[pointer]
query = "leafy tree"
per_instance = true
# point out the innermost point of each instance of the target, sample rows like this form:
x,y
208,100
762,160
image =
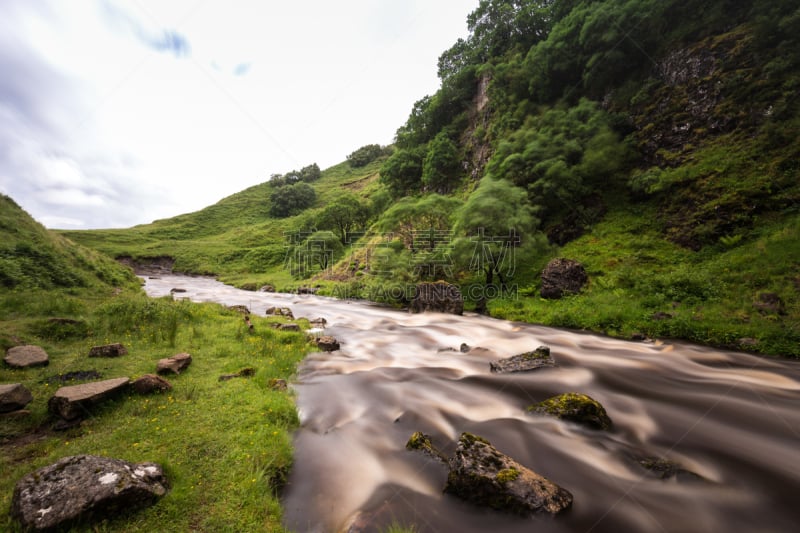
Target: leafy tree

---

■ **What to produce**: Arrange the records above as a Markdown table with two columns, Row and Line text, giving each line its row number and skipping blank lines. Leave the pictures out of the table.

■ **Response to the task**:
| Row | Line text |
|---|---|
| 1 | [pointer] |
| 2 | query = "leafy tree" |
| 3 | per_instance = true |
| 4 | # point out the innermost point of each instance of the target, sample rows like this form: |
| 5 | x,y |
| 6 | 208,100 |
| 7 | 762,160 |
| 8 | image = |
| 9 | Target: leafy tree |